REQUIRED ACTION:
All lines of the entries with "plate" in them must be listed.
++++
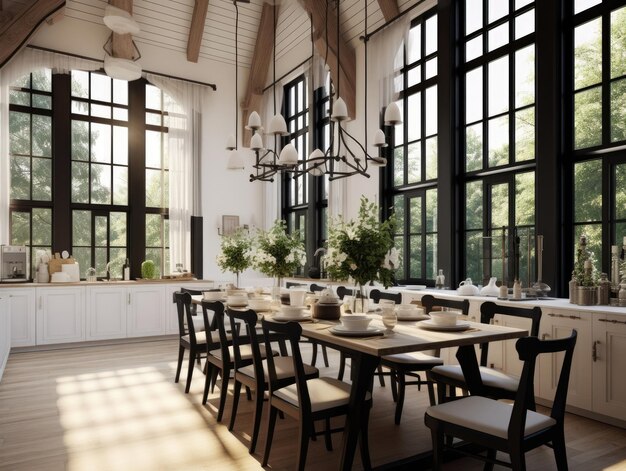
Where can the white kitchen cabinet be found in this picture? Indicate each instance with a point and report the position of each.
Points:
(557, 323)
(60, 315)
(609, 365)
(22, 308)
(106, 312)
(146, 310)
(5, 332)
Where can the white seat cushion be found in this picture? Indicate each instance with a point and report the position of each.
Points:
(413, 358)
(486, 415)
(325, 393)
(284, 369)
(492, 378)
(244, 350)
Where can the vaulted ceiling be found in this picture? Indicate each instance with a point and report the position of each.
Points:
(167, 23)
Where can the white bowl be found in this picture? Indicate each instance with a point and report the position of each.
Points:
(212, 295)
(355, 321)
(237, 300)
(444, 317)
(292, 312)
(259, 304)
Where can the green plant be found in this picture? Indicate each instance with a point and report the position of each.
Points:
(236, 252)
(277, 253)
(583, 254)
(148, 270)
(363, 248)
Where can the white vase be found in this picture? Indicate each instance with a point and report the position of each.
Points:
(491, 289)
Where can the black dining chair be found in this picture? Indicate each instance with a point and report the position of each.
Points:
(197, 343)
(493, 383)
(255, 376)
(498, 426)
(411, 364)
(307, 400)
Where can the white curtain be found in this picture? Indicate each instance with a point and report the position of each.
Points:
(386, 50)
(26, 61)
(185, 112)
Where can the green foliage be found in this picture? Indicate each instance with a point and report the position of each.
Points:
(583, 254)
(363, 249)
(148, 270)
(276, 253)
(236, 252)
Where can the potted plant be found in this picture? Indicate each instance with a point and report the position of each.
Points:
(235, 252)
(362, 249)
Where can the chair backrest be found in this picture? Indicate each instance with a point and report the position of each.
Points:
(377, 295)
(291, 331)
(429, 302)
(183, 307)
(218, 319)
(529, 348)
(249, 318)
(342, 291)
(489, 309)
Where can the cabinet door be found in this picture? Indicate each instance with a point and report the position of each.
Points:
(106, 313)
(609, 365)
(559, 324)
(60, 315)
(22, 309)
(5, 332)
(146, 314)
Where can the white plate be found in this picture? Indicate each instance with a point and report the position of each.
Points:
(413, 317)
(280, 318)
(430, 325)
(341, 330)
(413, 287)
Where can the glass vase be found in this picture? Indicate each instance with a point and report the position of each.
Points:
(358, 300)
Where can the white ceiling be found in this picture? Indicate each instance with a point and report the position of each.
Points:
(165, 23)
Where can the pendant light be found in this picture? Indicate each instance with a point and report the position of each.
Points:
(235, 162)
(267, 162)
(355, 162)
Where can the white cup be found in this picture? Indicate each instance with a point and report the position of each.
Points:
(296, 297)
++++
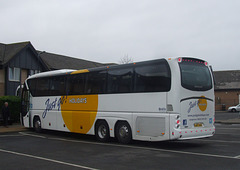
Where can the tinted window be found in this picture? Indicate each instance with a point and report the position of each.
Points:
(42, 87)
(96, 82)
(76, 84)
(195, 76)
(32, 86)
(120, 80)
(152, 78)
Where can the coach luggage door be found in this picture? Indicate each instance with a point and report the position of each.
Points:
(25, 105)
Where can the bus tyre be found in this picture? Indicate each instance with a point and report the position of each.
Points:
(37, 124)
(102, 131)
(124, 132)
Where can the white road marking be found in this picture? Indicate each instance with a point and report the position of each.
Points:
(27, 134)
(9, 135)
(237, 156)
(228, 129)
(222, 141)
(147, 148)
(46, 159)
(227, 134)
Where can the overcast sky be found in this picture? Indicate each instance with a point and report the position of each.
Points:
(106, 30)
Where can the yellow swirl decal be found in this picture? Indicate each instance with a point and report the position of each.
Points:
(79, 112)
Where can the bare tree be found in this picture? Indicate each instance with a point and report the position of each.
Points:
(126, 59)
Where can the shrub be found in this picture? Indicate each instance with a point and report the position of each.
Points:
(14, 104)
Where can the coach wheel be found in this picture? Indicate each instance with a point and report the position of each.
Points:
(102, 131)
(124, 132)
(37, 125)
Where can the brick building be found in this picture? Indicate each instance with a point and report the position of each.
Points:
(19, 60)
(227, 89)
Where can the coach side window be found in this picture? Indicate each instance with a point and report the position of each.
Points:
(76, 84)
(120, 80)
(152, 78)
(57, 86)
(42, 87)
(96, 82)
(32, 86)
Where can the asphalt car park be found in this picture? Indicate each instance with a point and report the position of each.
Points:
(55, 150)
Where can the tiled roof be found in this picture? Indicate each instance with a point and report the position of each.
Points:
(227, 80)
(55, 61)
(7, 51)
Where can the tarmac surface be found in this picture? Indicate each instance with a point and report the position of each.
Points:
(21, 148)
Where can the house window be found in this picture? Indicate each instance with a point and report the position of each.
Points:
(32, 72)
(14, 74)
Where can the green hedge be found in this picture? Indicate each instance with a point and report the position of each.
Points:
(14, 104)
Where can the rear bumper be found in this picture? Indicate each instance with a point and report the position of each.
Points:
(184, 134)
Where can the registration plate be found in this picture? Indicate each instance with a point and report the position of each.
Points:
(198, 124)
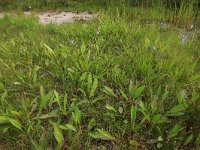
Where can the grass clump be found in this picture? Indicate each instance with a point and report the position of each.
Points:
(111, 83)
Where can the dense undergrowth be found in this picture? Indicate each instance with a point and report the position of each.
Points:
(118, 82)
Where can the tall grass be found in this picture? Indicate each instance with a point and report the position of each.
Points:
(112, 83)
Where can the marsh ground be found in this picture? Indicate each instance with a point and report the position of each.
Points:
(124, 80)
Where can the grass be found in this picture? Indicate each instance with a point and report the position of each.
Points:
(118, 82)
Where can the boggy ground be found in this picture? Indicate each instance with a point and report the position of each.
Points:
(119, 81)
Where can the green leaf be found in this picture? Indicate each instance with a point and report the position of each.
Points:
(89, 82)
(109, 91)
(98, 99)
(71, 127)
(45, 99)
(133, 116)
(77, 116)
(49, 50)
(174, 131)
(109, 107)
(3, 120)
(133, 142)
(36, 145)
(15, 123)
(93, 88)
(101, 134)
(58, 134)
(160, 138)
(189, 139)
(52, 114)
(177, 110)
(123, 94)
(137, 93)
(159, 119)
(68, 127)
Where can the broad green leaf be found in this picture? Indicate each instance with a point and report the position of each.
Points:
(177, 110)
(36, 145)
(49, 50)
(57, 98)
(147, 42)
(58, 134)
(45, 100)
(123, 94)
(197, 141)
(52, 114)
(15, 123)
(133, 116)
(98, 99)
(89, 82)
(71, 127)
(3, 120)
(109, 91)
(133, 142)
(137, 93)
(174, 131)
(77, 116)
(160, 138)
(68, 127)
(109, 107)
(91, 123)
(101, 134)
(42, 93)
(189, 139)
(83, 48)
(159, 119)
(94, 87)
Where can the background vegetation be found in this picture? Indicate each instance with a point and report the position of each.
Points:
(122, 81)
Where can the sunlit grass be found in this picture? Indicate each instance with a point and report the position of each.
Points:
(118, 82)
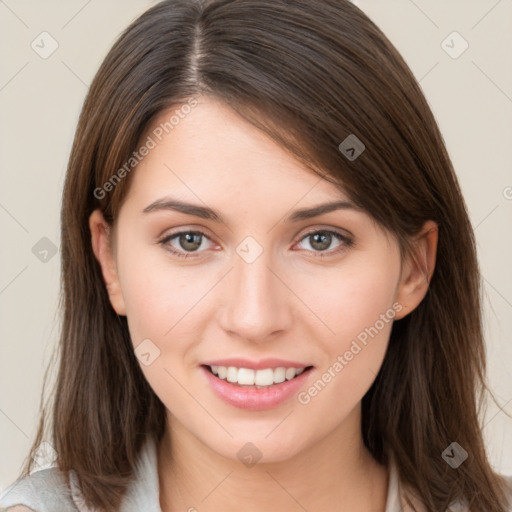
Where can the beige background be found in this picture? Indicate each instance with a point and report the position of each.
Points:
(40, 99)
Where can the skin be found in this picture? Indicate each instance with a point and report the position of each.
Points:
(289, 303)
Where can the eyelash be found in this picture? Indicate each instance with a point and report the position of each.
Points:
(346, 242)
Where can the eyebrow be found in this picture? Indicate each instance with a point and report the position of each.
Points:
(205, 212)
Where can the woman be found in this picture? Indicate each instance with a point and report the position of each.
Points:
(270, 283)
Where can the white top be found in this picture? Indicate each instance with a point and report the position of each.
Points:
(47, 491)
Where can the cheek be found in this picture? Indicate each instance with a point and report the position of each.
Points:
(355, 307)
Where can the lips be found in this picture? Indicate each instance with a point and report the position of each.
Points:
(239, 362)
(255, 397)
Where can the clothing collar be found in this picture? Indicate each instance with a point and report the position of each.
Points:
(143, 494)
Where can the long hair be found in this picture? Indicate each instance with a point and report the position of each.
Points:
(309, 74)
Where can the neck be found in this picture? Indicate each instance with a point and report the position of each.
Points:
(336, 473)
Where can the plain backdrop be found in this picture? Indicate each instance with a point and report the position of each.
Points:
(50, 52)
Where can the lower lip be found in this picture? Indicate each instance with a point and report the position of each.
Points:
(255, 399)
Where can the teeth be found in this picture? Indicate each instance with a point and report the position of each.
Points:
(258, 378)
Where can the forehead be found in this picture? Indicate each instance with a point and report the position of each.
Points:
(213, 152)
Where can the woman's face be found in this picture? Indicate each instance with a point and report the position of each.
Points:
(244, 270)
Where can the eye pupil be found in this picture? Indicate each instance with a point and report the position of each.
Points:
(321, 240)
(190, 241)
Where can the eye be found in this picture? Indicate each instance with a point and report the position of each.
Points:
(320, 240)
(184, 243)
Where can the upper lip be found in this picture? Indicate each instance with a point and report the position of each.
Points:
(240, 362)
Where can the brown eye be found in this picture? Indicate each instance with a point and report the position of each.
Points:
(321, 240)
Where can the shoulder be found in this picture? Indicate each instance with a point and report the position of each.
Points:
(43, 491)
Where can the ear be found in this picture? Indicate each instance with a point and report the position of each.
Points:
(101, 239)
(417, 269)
++++
WRITTEN SOLUTION:
Where can the white plate be found in this picture? Indicate each instance with a point and report the position of each.
Where can the registration plate be found in this picture? Indicate each instance with a point and report the position of each.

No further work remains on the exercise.